__Work instructions__
Your answer must be an exact repetition of every record.
── The input ──
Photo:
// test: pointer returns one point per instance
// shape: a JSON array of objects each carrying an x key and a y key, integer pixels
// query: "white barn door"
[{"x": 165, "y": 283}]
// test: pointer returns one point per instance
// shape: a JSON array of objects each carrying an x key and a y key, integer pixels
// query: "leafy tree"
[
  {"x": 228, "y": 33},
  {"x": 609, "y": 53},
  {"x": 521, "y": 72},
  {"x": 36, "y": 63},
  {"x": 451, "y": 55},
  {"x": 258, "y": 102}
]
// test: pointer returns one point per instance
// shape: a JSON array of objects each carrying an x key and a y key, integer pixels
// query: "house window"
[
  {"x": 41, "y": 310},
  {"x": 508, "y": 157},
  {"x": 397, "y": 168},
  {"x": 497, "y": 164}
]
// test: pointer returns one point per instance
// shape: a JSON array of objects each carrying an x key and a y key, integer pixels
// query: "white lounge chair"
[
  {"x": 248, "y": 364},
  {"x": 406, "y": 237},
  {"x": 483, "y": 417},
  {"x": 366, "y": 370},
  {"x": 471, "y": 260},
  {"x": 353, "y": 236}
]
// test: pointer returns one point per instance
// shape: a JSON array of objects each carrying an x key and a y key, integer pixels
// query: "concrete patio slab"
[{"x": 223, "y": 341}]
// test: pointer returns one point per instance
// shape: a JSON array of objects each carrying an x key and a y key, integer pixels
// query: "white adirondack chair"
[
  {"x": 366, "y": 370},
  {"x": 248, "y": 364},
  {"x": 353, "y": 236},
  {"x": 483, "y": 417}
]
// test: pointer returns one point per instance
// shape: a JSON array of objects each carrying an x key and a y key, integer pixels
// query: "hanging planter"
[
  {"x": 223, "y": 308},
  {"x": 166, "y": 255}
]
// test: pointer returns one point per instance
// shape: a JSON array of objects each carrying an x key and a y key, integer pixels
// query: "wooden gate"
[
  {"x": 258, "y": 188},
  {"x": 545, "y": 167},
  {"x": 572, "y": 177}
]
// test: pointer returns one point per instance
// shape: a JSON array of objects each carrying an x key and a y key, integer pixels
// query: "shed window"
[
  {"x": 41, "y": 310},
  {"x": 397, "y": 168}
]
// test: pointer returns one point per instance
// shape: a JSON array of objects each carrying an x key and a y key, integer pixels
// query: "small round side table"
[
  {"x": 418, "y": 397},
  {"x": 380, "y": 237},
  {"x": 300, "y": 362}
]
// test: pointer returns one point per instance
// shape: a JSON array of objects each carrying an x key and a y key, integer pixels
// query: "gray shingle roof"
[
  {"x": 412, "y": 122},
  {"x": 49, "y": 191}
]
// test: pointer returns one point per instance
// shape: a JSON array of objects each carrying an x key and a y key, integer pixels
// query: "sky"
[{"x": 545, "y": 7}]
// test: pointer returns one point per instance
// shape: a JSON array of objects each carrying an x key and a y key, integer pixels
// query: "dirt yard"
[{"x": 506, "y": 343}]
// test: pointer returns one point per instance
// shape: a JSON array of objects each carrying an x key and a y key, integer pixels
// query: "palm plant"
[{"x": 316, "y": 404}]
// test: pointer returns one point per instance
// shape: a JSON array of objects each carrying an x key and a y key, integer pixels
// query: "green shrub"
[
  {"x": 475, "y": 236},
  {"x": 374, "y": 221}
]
───
__Response to the task__
Photo:
// test: pointer returns one point per instance
// shape: a JSON array of objects each carrying an x key and a y key, integer pixels
// query: "white barn door"
[{"x": 165, "y": 283}]
// test: pointer returns one point per instance
// shape: a JSON array of objects each carrying an x key and a y key, integer pixels
// query: "leafy tree"
[
  {"x": 228, "y": 33},
  {"x": 609, "y": 53},
  {"x": 521, "y": 72},
  {"x": 36, "y": 63},
  {"x": 451, "y": 55},
  {"x": 258, "y": 102}
]
// test: pointer returns one point per instance
// shape: a JSON array of objects each carrying an x key and a y key, integer pixels
// query: "house window"
[
  {"x": 41, "y": 310},
  {"x": 508, "y": 157},
  {"x": 397, "y": 168},
  {"x": 497, "y": 164}
]
// test: pointer returns one point per instance
// shape: a JSON array of objects each carrying an x key and a y key, integer pixels
// query: "white lounge chair"
[
  {"x": 248, "y": 364},
  {"x": 406, "y": 237},
  {"x": 483, "y": 417},
  {"x": 366, "y": 370},
  {"x": 471, "y": 260},
  {"x": 353, "y": 236}
]
// test: pointer returns one point per instance
// shape: a JSON array of objects each carrying an x key and a y key, integer pixels
// query: "concrete patio slab"
[{"x": 223, "y": 341}]
// test: pointer returns one point per instance
// shape: a JSON array of objects each carrying an x key and a y key, integer pixels
// query: "white adirondack chair"
[
  {"x": 366, "y": 370},
  {"x": 248, "y": 364},
  {"x": 353, "y": 236},
  {"x": 483, "y": 417}
]
// test: pointer returns one point per instance
// shape: a JSON array of objects each carrying an x key and a y key, integer pixels
// query: "hanging planter"
[
  {"x": 223, "y": 308},
  {"x": 166, "y": 255}
]
// test: pointer returns one point per instance
// shape: a JSON array of objects each carrying an x key and a y key, integer pixels
// query: "wooden gate"
[
  {"x": 258, "y": 188},
  {"x": 545, "y": 167},
  {"x": 572, "y": 177}
]
// test: pointer returns one point per instance
// shape: a JSON array of objects each carrying an x key and a y key, integer pixels
// query: "shed window"
[
  {"x": 41, "y": 310},
  {"x": 397, "y": 168}
]
// test: pointer returns one point per instance
// shape: a JSON array of objects each carrying an x key and a y key, integer pixels
// query: "small round side table"
[
  {"x": 418, "y": 397},
  {"x": 380, "y": 237},
  {"x": 300, "y": 362}
]
// test: pointer returns one point per instance
// shape: a JSON array of objects each carrying an x key and a y key, integer pixels
// query: "gray shingle roof"
[
  {"x": 412, "y": 122},
  {"x": 49, "y": 191}
]
// test: pointer returns one point per instance
// shape: a JSON array of objects each carrying an x key and a y key, integer pixels
// query: "sky"
[{"x": 545, "y": 7}]
// test: pointer returns one point per instance
// shape: a JSON array of objects each carrying an x key and a y key, integer pixels
// query: "dirt yard"
[{"x": 506, "y": 343}]
// test: pointer returns one point per instance
// shape: a JSON array of objects each carrying an x key and a y key, integer pixels
// query: "palm plant"
[{"x": 316, "y": 404}]
// test: pointer returns one point per instance
// shape: a JSON array of objects each carrying an x key and a y key, integer pixels
// query: "green shrub"
[
  {"x": 475, "y": 236},
  {"x": 374, "y": 221}
]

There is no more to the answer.